── Excerto

Profissão: Ator/dramaturgo/advogado

Naturalidade: Manteigas

Currículo (resumido): É mestre em Direito pela Faculdade de Direito da Universidade de Coimbra; Foi jurista na CCDRC e investigador na área do Direito Ambiental; Foi membro da Assembleia Municipal de Manteigas e da Assembleia da CIMBSE entre 2017 e 2021; Exerce advocacia desde 2017, ano em que iniciou também o percurso no teatro; Colabora regularmente com a Associação Hereditas, Aquilo Teatro e Museu da Guarda; Dos seus trabalhos destaca-se a participação na peça “Guarda a Nossa Rádio” e “Hamlet vírgula MacBeth”, e a autoria dos textos do Julgamento do Galo 2023 e “Um Dia na Repartição”, vencedora do prémio Bolsa de Escrita Dramatúrgica (Público Reservado e Associação Apuro), e estreada em 2023 no TMG.

Livro preferido: “Siddartha”, de Herman Hess

Filme preferido: “O Labirinto do Fauno”, de Guillermo del Toro

Hobbies: No geral, estar vivo é o hobbie sem o qual não imagino a vida.

────

• [Exercícios]:
a – Enumere todos os trabalhos teatrais citados no currículo do perfil acima, incluindo as peças com participação e os textos de autoria.
b – Devolva todas as linhas dos registos que contêm a palavra "wooden".

── Dados de entrada

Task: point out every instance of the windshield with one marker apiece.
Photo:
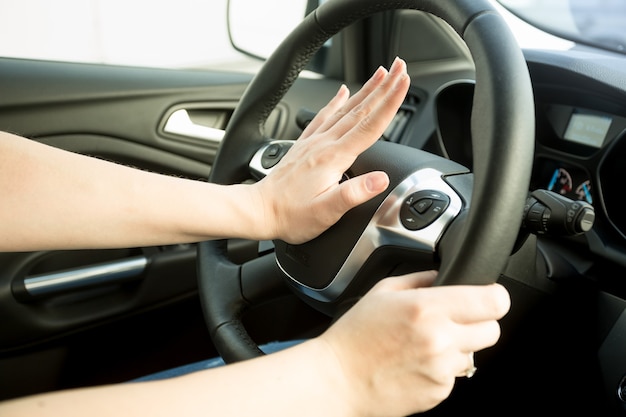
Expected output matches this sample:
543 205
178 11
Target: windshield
600 23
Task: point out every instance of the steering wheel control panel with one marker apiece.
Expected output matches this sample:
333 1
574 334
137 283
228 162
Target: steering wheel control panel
422 208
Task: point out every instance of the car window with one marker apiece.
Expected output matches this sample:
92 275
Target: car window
600 23
154 33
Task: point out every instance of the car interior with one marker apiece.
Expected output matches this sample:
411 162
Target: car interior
522 148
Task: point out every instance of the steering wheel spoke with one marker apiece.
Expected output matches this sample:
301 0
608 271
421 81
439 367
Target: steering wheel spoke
471 229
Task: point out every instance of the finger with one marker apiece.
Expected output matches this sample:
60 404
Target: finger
475 303
408 282
371 85
351 193
467 365
327 112
478 336
367 121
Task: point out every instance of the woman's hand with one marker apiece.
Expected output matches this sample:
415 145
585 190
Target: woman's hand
303 195
402 345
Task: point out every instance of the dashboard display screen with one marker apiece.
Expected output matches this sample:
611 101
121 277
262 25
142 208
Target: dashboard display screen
587 129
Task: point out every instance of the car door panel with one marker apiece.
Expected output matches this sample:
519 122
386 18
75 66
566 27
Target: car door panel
92 297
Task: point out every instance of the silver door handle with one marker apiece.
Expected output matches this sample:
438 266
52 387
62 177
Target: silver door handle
179 123
55 283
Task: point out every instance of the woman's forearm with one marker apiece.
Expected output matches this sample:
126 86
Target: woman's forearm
62 200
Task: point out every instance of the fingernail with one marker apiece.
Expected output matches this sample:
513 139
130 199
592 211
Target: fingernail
379 73
396 66
376 183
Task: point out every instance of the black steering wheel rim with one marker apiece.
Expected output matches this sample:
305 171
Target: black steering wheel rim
503 144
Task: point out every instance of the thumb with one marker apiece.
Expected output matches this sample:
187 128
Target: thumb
360 189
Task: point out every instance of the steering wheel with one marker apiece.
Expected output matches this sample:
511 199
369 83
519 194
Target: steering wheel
436 213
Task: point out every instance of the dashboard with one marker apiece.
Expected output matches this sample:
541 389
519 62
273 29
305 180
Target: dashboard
580 146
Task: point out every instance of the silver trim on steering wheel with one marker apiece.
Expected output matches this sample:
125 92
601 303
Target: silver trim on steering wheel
386 229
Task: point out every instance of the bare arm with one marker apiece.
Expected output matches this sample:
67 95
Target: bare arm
54 199
397 352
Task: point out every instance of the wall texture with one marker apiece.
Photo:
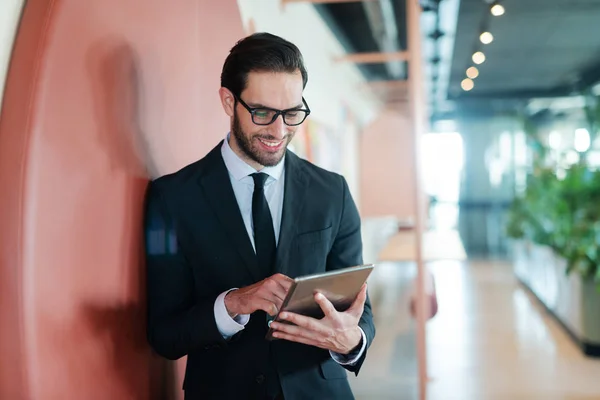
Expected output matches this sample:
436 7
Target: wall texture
387 182
99 96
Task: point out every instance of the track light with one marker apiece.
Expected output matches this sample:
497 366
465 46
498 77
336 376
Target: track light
478 58
486 38
467 84
497 10
472 72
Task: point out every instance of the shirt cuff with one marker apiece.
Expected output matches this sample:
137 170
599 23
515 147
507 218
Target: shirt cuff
353 357
226 325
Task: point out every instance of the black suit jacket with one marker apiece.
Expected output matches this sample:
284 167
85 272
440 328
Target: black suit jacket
197 247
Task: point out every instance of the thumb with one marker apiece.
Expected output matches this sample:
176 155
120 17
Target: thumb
359 302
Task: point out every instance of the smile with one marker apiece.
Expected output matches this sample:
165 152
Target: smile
271 143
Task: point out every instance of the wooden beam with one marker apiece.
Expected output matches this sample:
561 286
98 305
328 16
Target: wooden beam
322 1
375 57
387 85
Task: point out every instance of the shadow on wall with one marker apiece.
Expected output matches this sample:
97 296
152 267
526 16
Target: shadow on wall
117 85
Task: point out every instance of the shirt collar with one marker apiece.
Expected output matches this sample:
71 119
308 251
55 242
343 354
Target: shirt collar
238 167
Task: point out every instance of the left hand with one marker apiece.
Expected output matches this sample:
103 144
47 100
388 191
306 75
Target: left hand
336 331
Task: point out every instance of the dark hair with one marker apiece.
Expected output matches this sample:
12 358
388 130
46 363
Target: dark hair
260 52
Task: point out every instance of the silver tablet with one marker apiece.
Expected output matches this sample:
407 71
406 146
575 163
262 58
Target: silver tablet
340 287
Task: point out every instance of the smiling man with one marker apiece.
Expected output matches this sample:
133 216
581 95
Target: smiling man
226 235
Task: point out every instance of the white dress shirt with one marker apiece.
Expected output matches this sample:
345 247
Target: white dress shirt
243 188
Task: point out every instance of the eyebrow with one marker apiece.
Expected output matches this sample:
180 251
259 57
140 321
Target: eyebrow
258 105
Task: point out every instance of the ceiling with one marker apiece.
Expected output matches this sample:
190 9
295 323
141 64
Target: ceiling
541 49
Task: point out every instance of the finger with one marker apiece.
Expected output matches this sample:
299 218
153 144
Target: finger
267 306
284 281
296 330
325 305
303 321
272 288
272 298
297 339
359 302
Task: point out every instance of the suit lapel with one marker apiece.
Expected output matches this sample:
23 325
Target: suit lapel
217 188
296 183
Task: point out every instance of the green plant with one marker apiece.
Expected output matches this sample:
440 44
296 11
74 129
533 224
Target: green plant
563 212
564 215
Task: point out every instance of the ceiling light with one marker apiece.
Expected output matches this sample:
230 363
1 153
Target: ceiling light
486 38
497 10
467 84
472 72
478 58
582 140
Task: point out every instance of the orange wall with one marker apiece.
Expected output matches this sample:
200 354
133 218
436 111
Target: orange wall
99 95
386 157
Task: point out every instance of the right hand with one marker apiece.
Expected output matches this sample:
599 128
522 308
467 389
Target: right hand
266 295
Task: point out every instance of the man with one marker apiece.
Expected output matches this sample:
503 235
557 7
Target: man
226 235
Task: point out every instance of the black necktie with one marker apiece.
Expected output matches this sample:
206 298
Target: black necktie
264 235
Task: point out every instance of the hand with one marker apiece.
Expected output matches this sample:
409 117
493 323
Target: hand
266 295
336 331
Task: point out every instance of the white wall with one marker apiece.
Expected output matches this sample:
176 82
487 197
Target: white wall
10 15
331 84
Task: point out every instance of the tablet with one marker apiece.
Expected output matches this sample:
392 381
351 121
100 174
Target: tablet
340 287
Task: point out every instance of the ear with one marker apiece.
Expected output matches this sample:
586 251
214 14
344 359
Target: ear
227 100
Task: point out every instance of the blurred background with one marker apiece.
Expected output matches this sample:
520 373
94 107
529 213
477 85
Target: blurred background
466 129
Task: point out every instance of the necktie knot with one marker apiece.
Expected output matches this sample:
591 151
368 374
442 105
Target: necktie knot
259 179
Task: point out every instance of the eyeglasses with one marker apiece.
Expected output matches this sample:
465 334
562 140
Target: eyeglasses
266 116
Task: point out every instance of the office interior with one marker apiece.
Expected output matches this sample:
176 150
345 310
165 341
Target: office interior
466 130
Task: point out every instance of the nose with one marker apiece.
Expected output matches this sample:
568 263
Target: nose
278 127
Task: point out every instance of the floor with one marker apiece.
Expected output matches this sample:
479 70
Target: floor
489 341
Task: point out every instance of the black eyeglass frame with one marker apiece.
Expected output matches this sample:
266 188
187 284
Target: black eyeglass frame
253 110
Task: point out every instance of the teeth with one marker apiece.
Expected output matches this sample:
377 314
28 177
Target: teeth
270 144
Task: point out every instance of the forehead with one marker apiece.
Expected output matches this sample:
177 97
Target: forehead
275 89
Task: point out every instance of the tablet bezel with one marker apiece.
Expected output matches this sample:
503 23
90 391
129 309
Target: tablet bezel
323 282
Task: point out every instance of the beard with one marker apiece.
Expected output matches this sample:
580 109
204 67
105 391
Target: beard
252 150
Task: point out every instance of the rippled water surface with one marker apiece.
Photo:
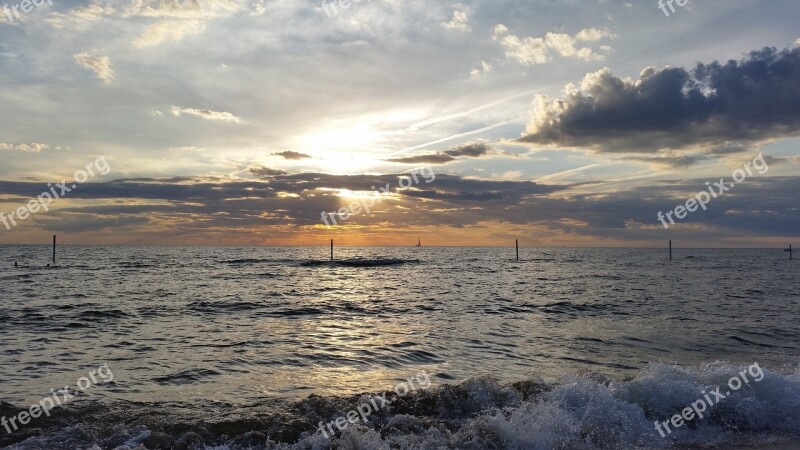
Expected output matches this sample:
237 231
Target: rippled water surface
232 327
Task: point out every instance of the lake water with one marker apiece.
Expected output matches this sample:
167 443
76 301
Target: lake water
253 347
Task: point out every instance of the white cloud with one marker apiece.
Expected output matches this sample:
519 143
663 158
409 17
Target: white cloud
28 148
165 9
80 16
206 114
100 65
481 71
168 30
593 34
530 51
460 21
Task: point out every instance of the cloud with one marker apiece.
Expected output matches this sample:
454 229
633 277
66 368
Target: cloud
539 50
191 9
459 21
80 16
28 148
481 71
472 150
763 206
206 114
265 172
100 65
168 30
593 34
292 156
712 106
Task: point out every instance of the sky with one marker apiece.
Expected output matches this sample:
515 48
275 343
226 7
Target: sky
382 122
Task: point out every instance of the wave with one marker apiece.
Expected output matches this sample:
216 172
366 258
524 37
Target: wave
584 411
360 262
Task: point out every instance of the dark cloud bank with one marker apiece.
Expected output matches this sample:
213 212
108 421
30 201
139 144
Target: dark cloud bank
712 106
760 207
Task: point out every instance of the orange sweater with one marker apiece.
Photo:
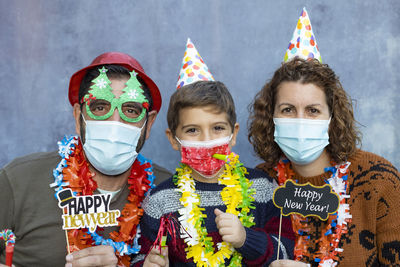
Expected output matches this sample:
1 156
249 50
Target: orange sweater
373 238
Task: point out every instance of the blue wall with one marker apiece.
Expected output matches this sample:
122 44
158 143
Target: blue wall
44 42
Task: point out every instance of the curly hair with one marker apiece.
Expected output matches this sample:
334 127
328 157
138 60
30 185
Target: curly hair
344 137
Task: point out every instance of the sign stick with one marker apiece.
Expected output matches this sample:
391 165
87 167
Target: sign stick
279 237
66 234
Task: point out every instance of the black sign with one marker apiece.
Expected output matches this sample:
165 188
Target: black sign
306 199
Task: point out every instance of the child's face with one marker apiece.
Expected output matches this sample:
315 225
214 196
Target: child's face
203 124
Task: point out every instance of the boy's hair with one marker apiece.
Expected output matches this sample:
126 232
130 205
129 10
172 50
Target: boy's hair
201 94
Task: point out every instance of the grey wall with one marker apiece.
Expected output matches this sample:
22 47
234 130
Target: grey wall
44 42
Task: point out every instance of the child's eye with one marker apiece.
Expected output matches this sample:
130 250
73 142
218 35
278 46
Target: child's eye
313 111
287 110
219 128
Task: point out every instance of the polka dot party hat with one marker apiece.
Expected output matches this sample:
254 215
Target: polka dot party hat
193 67
303 43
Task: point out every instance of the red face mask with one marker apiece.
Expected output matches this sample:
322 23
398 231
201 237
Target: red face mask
198 155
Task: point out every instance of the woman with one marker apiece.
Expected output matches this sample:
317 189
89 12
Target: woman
302 125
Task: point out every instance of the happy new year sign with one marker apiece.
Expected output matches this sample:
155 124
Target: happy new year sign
306 199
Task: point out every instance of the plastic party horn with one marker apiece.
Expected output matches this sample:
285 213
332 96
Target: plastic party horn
220 157
8 236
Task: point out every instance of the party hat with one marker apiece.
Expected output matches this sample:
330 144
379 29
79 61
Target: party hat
193 67
303 43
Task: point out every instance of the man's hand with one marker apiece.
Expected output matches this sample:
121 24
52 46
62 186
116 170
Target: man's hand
92 256
288 263
155 259
230 228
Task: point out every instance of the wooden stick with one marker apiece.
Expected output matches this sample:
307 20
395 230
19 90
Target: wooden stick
279 238
66 234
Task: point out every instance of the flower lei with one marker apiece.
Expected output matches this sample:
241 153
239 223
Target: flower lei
326 256
73 172
238 199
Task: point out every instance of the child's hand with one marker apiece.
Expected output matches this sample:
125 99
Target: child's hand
230 228
288 263
155 259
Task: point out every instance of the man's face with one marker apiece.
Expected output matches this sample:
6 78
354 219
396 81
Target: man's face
101 107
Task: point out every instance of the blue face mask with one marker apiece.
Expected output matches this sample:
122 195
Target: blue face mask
110 146
301 140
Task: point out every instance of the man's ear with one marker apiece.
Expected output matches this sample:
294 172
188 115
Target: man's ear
234 134
171 138
77 116
151 118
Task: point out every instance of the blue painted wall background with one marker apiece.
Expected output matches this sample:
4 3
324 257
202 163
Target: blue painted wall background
44 42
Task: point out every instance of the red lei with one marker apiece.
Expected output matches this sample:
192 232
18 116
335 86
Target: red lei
80 180
330 236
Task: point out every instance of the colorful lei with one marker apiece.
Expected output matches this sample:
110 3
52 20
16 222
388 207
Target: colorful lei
238 199
328 243
73 172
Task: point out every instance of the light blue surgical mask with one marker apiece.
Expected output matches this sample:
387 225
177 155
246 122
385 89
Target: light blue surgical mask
110 146
301 140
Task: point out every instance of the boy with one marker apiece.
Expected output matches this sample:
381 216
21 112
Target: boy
202 122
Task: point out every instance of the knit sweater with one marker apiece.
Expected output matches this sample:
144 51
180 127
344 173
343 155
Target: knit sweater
260 247
373 238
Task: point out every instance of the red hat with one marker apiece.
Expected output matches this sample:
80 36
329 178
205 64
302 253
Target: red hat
115 58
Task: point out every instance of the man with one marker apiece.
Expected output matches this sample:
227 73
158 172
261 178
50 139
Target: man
114 105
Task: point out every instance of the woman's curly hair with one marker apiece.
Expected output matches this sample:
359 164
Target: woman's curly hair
343 133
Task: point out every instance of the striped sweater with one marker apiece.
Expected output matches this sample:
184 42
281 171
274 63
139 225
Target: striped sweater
260 247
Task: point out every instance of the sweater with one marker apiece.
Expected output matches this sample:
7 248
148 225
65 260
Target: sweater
373 237
28 207
260 247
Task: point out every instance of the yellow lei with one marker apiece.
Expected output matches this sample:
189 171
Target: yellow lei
238 199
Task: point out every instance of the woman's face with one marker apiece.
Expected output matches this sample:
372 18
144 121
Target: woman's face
297 100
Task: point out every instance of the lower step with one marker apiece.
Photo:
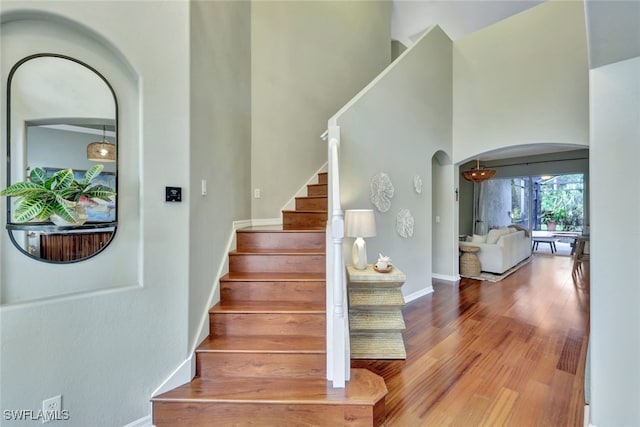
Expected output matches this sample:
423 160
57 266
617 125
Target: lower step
251 324
262 356
274 401
304 219
376 321
212 365
372 297
378 346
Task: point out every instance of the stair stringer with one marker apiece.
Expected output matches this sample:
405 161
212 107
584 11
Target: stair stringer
302 191
186 370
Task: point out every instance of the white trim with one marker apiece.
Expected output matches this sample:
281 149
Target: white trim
180 376
426 291
302 191
587 417
446 278
146 421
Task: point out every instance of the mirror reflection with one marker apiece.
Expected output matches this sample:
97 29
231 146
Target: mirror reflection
62 115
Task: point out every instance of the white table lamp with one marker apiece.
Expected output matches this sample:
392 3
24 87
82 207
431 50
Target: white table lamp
359 223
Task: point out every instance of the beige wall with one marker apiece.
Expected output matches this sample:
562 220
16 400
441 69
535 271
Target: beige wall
521 81
396 127
308 59
615 318
105 351
220 144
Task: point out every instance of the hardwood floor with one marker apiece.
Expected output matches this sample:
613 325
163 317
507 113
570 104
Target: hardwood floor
510 353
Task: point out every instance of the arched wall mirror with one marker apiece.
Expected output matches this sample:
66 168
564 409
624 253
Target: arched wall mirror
62 114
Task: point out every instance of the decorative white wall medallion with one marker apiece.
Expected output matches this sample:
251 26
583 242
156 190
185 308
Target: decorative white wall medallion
404 223
417 184
381 191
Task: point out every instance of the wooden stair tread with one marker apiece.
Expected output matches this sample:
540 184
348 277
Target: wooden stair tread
360 321
378 346
305 212
293 252
272 229
270 307
372 297
364 388
295 344
273 277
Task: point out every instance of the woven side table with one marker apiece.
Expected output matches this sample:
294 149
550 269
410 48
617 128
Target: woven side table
469 262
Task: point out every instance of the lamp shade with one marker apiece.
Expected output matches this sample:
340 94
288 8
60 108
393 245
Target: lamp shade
359 223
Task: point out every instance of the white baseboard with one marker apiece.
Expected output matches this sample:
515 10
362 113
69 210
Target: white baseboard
181 375
445 277
142 422
426 291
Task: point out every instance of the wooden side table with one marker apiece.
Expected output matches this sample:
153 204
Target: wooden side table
469 262
375 313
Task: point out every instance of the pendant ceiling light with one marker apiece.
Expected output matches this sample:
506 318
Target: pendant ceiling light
101 151
478 174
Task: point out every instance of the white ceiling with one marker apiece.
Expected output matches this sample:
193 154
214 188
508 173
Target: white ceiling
613 34
457 18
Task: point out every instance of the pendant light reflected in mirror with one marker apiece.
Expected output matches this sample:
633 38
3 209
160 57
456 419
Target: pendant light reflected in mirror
101 151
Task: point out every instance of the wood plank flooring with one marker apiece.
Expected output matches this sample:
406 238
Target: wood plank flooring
510 353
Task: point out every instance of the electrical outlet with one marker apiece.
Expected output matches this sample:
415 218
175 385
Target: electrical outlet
51 407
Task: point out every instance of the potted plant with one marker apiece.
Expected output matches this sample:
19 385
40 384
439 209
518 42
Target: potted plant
59 197
548 217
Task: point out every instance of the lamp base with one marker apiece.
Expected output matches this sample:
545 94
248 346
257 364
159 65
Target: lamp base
359 254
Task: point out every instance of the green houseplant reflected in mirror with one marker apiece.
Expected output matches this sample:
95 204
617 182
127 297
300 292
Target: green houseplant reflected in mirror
59 198
57 108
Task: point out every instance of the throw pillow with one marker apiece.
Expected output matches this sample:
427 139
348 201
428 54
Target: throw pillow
493 235
477 238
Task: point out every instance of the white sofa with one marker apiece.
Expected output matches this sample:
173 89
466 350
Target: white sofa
501 248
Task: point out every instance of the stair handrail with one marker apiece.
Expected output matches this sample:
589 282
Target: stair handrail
338 351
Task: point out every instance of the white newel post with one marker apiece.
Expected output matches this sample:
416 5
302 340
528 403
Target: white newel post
338 352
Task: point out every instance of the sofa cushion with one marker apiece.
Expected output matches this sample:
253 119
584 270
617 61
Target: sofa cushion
493 236
478 238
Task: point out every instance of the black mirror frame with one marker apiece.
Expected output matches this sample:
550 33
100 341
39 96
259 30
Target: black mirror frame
114 225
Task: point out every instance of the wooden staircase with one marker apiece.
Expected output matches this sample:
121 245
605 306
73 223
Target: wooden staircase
264 362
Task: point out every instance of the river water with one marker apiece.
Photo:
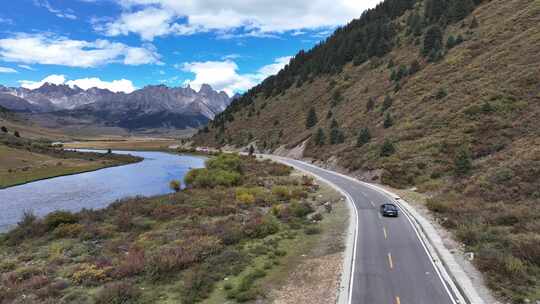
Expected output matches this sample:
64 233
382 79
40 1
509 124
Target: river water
97 189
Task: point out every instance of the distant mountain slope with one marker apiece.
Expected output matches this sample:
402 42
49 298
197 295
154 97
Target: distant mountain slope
450 104
150 107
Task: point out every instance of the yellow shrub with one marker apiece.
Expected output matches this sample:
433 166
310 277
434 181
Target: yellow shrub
89 274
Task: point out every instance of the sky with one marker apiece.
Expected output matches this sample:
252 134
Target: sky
124 45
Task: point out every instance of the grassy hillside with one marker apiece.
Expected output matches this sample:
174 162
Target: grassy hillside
458 120
233 235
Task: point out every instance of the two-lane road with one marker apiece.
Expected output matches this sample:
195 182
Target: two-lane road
391 264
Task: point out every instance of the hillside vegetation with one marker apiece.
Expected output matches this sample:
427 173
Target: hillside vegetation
232 235
441 95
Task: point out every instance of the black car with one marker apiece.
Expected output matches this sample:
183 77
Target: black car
389 210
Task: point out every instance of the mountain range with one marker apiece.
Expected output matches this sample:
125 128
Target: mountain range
151 107
440 97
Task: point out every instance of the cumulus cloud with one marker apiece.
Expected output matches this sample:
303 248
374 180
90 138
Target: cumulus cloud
67 14
154 18
56 50
224 75
7 70
122 85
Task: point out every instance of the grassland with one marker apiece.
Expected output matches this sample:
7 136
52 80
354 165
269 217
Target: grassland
232 235
128 143
23 160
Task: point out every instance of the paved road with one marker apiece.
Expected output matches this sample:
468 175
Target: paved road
391 265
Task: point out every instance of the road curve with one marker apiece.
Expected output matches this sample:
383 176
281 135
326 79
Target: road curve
390 263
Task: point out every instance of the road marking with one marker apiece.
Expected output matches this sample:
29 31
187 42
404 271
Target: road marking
390 261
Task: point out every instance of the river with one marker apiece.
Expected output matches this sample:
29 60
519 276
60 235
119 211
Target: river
97 189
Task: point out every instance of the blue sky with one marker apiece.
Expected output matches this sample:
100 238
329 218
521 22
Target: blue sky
127 44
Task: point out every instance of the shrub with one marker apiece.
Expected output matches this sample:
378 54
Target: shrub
56 218
175 185
117 293
68 230
225 162
88 274
364 136
261 226
281 192
463 162
300 209
317 217
132 264
204 178
387 148
312 230
198 283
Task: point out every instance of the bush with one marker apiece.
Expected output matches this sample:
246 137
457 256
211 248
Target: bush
281 192
312 230
198 283
204 178
68 230
117 293
56 218
175 185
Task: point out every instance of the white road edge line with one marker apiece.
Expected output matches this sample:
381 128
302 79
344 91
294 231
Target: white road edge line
346 268
459 292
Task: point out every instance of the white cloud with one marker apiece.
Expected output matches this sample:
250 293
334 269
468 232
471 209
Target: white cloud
49 49
122 85
26 67
67 14
53 79
224 76
7 70
154 18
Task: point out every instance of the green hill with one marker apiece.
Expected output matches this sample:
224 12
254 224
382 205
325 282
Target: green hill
441 95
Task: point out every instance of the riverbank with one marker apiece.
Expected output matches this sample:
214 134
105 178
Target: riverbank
20 166
234 235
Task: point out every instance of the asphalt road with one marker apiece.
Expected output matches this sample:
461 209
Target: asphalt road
391 265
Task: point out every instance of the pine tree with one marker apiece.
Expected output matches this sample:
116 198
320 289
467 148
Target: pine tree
415 67
388 120
460 9
387 148
364 136
311 119
463 161
387 103
474 23
320 138
370 104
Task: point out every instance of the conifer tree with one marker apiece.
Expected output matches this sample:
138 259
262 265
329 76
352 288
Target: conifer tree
387 103
364 136
463 161
388 120
387 148
370 104
432 40
311 119
320 138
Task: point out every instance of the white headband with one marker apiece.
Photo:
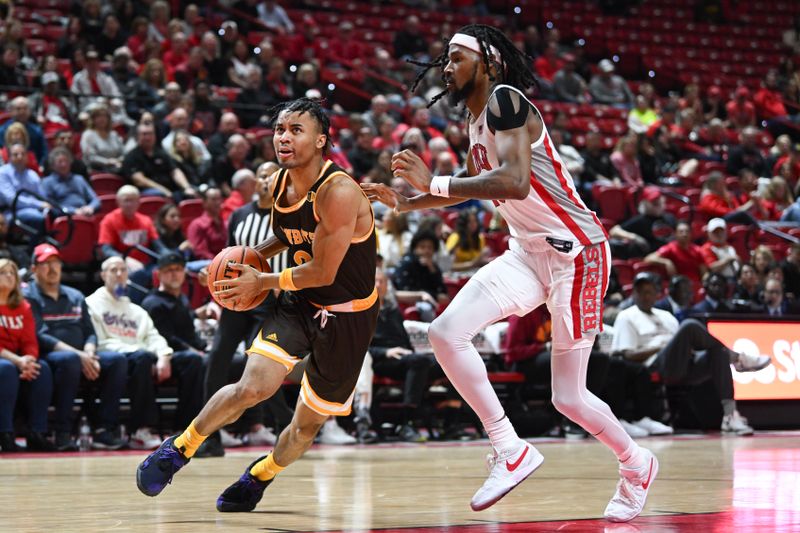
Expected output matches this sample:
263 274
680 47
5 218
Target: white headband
471 43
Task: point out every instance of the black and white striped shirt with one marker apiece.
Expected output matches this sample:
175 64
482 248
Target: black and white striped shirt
250 225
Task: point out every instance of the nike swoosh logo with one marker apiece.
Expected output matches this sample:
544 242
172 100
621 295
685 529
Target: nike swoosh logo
513 466
649 475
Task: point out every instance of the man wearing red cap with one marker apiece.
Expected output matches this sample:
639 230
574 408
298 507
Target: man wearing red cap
68 343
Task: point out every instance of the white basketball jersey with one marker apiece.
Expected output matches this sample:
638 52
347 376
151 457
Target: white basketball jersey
553 207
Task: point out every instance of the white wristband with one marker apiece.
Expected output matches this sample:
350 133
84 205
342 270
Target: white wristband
440 186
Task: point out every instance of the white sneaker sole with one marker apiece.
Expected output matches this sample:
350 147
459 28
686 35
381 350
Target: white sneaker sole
536 462
653 474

────

• [Exercício resolvido]:
a –
- "Guarda a Nossa Rádio"
- "Hamlet vírgula MacBeth"
- Julgamento do Galo 2023
- "Um Dia na Repartição"

b –
Task: point out every instance of the wooden beam with one marker apiece.
Target: wooden beam
Task: point out every instance of the wooden stick with one marker apiece.
Target: wooden stick
Task: point out every instance of the wooden stair tread with one marker apiece.
Target: wooden stair tread
Task: point out every instance of the wooden side table with one marker apiece.
Target: wooden side table
Task: point out every instance of the wooden staircase with one marker apiece.
Target: wooden staircase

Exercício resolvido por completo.